======== DATA PROVIDED

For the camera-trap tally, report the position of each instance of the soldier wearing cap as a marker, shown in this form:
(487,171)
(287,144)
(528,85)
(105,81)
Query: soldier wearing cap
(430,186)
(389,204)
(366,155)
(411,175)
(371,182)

================

= TASK DIRECTIONS =
Rewrite the lines above, swapping every occurrence of "soldier wearing cap" for "man in uniform" and leaving everything else untouched.

= THE ANSWER =
For the camera-trap tally, report the position of each instance of the man in uniform as a marker, shown in this form:
(487,171)
(287,144)
(528,85)
(105,81)
Query: man in uniform
(430,186)
(389,204)
(366,155)
(411,175)
(371,182)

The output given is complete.